» **Exercise task**:
Give back exactly the lines that run from the line containing "Shelf-audit task: drop a dot on every instance of the dodge" through the end of the listing below. Leave out every other line.

____ Exercise input

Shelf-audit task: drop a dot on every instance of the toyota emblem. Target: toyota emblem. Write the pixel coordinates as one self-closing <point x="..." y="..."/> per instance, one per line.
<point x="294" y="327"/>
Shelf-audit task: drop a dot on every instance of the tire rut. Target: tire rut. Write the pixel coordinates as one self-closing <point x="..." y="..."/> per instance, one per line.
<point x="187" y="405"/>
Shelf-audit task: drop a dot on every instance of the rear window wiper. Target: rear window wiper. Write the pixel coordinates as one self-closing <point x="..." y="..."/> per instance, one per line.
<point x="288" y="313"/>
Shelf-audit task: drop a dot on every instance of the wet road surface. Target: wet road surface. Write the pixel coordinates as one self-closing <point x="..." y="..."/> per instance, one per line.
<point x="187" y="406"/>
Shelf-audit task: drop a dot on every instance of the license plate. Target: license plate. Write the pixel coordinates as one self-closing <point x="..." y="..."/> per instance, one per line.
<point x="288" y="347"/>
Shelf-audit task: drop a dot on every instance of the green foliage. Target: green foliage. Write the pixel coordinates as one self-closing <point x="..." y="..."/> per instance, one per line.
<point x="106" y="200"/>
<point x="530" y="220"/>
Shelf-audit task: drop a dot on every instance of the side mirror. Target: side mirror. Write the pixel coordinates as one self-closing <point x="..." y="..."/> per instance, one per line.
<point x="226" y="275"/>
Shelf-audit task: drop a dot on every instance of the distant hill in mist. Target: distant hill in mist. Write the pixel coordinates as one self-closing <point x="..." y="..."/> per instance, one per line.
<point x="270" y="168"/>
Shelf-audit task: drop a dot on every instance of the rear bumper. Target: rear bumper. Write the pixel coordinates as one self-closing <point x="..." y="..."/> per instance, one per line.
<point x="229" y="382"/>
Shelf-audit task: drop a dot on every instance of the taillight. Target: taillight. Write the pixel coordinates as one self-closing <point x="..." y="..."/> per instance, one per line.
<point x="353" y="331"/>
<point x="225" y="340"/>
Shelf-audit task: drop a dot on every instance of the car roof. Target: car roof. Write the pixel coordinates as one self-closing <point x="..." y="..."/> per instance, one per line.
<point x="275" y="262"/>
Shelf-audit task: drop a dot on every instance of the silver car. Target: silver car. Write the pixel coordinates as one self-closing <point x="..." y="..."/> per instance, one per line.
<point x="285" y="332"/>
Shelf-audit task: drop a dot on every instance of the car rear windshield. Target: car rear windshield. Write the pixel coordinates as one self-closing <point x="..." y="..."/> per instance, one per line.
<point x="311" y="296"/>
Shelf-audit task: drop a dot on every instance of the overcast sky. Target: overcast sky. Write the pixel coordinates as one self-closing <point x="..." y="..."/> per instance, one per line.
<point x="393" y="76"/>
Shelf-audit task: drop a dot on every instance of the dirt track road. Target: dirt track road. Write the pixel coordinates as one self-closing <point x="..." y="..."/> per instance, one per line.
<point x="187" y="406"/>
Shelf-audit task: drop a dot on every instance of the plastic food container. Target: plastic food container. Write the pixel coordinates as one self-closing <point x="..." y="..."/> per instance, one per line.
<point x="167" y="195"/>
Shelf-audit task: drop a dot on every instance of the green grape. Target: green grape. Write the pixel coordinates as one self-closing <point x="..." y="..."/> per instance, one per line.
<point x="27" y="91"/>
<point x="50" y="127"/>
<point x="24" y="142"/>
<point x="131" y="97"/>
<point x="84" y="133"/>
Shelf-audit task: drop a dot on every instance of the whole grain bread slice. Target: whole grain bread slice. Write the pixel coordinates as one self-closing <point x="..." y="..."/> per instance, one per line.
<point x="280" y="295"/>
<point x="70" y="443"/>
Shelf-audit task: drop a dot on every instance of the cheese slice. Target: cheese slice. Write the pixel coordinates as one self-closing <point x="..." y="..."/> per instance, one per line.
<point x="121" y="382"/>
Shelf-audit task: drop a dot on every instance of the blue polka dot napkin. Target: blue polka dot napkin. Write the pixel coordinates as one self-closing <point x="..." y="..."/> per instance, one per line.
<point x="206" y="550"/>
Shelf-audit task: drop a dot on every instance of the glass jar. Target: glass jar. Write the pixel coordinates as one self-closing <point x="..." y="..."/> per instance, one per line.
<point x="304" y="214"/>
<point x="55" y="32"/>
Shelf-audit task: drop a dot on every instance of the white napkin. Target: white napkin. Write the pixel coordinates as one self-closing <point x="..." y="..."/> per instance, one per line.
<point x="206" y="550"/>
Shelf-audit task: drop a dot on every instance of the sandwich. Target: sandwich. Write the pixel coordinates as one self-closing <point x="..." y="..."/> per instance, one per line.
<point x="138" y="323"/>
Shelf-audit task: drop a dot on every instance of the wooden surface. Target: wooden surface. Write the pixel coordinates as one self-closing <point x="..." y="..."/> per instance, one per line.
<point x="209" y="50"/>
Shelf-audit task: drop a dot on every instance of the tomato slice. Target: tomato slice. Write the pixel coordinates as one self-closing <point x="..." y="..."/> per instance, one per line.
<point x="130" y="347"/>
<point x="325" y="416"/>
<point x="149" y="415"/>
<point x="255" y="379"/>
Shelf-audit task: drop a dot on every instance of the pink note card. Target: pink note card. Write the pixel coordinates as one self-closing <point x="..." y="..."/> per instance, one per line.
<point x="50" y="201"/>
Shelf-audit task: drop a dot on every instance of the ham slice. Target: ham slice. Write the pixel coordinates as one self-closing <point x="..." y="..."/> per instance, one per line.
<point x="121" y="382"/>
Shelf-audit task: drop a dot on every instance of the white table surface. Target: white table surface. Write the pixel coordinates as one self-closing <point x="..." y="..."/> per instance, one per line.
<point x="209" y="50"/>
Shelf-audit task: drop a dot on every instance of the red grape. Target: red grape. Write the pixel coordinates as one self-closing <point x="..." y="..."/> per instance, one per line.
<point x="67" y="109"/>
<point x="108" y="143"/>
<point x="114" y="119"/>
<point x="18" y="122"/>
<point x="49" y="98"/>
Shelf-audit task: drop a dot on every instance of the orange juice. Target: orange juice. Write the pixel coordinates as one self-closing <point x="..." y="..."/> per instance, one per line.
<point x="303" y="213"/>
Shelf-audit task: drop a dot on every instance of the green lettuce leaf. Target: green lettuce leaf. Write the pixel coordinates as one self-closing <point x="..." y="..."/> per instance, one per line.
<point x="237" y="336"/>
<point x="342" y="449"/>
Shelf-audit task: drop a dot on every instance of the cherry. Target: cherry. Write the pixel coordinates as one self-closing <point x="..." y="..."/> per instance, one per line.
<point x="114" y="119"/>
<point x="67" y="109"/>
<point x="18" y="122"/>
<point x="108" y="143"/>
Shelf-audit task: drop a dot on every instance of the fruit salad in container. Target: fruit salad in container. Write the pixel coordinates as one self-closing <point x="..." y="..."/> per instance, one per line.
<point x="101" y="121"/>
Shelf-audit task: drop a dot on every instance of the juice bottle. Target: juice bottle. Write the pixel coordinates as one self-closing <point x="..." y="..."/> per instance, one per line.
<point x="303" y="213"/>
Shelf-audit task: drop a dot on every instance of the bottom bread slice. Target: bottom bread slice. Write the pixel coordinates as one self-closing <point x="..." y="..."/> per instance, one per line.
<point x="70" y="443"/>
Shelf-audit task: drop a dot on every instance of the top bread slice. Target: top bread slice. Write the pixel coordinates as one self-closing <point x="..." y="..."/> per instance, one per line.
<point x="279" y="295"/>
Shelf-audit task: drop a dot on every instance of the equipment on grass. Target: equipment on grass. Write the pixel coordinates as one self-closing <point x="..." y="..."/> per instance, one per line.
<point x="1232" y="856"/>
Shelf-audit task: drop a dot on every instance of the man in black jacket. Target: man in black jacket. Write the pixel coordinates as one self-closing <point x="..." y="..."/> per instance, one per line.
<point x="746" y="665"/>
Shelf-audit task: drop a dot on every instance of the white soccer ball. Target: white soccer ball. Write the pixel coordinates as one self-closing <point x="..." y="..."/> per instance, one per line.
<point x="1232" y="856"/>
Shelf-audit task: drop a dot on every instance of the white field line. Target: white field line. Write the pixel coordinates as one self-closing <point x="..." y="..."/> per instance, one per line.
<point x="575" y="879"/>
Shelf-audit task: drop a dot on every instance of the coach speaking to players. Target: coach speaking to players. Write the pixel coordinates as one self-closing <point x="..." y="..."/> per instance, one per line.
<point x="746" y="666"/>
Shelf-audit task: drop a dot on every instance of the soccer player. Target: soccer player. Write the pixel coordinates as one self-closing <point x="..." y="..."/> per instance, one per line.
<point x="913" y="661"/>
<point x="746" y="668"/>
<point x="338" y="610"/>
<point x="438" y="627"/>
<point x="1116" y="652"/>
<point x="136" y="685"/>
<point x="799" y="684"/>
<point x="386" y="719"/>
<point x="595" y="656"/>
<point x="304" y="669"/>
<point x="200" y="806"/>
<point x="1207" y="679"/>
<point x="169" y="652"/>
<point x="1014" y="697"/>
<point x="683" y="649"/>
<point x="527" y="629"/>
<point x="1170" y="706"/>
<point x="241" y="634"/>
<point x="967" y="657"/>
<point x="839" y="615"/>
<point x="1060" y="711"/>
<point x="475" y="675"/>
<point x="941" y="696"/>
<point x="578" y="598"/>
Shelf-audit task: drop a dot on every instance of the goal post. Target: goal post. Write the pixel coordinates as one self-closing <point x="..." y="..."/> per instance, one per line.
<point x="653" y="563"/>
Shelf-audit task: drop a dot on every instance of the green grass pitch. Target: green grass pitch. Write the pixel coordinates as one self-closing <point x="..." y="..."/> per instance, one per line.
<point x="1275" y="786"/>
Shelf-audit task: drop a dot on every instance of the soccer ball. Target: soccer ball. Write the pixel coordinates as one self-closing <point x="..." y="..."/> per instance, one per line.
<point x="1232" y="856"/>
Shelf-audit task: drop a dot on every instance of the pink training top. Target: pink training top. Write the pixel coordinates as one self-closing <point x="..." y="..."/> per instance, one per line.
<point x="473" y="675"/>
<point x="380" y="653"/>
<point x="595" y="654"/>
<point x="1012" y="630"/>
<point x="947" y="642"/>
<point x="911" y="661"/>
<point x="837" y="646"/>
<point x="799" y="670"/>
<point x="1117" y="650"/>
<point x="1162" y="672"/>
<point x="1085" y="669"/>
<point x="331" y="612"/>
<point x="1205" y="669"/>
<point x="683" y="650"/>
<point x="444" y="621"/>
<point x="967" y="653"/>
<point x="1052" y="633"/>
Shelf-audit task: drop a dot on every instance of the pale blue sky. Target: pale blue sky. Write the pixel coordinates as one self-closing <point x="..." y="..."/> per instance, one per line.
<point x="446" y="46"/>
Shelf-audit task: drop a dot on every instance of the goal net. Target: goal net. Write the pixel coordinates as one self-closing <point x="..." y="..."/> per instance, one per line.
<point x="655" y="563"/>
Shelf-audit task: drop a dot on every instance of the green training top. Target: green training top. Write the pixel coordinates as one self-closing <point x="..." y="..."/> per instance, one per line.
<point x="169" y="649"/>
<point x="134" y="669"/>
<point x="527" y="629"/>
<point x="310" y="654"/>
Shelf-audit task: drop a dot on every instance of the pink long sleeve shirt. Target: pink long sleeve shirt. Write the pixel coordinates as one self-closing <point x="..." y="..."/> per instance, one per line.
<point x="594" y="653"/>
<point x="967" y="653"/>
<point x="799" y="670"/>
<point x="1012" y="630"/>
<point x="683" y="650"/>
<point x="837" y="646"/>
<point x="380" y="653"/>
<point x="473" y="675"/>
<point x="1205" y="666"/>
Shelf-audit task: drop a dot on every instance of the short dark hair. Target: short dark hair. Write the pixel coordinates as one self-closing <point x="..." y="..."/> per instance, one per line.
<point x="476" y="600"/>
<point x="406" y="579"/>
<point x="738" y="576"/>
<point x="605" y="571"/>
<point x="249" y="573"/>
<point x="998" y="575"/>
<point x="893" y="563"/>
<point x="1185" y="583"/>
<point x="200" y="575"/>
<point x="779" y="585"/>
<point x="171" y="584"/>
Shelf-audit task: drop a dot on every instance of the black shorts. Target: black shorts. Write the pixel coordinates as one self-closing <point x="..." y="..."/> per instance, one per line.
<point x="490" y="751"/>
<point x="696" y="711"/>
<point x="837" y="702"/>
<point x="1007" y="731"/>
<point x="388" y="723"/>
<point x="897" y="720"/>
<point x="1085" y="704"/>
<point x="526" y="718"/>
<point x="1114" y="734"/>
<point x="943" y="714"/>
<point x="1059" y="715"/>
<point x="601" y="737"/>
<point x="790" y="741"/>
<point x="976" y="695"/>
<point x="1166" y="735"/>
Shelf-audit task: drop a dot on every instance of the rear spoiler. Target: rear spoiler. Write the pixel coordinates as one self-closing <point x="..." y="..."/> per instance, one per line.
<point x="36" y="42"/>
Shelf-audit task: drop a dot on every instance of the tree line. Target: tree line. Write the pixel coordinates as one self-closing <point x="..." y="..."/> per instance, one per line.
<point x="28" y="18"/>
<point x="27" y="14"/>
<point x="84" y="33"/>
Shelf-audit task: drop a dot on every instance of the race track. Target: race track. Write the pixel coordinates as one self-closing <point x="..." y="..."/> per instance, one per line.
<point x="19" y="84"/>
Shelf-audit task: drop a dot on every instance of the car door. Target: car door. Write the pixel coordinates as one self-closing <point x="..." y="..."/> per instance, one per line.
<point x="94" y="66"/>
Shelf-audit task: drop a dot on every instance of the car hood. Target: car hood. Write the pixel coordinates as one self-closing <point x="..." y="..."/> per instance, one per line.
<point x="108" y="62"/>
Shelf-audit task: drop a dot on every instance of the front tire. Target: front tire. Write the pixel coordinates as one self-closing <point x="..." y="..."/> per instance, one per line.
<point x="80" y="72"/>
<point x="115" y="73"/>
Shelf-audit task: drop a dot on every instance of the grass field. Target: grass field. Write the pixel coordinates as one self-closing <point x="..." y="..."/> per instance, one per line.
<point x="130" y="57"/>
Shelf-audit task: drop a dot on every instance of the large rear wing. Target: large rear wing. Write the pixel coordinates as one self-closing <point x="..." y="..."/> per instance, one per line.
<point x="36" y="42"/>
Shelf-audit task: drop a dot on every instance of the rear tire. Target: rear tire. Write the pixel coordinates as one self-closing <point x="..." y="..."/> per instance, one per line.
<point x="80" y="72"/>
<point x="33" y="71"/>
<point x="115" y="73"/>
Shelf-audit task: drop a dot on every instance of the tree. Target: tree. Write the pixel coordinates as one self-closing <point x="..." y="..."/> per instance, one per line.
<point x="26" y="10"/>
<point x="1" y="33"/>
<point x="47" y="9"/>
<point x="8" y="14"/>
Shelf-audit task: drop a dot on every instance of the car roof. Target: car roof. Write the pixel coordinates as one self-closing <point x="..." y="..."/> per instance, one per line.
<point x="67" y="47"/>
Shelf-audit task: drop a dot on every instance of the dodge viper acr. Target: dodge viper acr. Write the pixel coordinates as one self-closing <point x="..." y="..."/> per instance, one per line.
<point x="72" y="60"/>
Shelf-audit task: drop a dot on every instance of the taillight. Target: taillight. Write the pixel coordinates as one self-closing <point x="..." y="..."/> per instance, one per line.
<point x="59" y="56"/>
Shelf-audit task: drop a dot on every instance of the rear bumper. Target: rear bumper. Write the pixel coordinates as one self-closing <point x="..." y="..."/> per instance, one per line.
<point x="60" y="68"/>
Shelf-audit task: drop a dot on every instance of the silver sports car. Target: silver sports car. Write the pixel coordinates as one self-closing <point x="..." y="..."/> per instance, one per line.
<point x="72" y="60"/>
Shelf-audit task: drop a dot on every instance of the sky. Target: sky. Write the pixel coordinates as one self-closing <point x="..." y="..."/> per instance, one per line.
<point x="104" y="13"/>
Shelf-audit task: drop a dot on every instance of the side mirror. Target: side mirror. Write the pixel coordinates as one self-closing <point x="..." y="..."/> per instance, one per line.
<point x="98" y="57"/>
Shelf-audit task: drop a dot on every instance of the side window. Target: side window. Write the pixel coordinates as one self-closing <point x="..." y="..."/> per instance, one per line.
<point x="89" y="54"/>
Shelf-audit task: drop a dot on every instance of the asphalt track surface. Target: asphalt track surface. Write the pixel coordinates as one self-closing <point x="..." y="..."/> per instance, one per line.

________

» **Correct answer**:
Shelf-audit task: drop a dot on every instance of the dodge viper acr. Target: dodge viper acr. Write the pixel coordinates as one self-closing <point x="..." y="..."/> per instance, one per line.
<point x="72" y="60"/>
Shelf-audit task: drop a dot on every instance of the taillight. Target: taillight. Write the pixel coordinates as one self-closing <point x="..." y="..."/> per instance, one per line.
<point x="59" y="56"/>
Shelf-audit task: drop a dot on every instance of the rear bumper. Target: rear bumper. Write the pixel coordinates as one self-closing <point x="..." y="..."/> per instance, one per line.
<point x="60" y="68"/>
Shelf-audit task: drop a dot on every instance of the silver sports car. Target: silver sports car. Write the pixel coordinates as one self-closing <point x="..." y="..."/> per instance, one per line.
<point x="72" y="60"/>
Shelf-audit task: drop a dot on every instance of the sky. Target: sky. Write the pixel coordinates as one self-closing <point x="..." y="..."/> per instance, one per line.
<point x="104" y="13"/>
Shelf-audit task: drop a dot on every instance of the side mirror. Target: side mirror. Write the pixel coordinates as one self-closing <point x="..." y="..."/> per instance, one per line.
<point x="98" y="57"/>
Shelf-audit task: drop a dot on every instance of the side window. Target: side window. Write the pixel coordinates as one self-closing <point x="..." y="..."/> per instance, one per line.
<point x="89" y="54"/>
Shelf-audit task: drop a dot on every instance of the asphalt track surface. Target: asphalt track surface. Write the pixel coordinates as one self-closing <point x="..." y="..."/> per instance, one per line.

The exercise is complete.